WORK TO DO: Print, word for word, the lines of the listing below from the line containing "Review step: verify that every instance of the tree" through the end of the listing.

— Begin —

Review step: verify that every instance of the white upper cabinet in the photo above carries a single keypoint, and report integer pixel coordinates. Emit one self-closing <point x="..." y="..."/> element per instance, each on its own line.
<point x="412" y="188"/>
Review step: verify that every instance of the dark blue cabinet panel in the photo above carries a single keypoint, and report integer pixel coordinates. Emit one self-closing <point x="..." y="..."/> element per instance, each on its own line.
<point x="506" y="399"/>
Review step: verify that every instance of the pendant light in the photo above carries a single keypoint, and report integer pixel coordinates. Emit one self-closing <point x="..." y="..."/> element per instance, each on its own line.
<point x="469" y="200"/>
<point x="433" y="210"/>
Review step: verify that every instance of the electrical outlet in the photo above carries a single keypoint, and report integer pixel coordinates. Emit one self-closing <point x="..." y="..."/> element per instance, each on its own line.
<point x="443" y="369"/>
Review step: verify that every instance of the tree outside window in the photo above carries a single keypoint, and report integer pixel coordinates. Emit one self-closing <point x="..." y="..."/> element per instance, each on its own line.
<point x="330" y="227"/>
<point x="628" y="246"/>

— End —

WRITTEN RESPONSE:
Review step: verify that every instance of the tree outside window in the photo above carries a single keypoint, and report integer pixel coordinates. Emit one self-closing <point x="..." y="..."/> element per instance, each on its own line.
<point x="330" y="227"/>
<point x="628" y="246"/>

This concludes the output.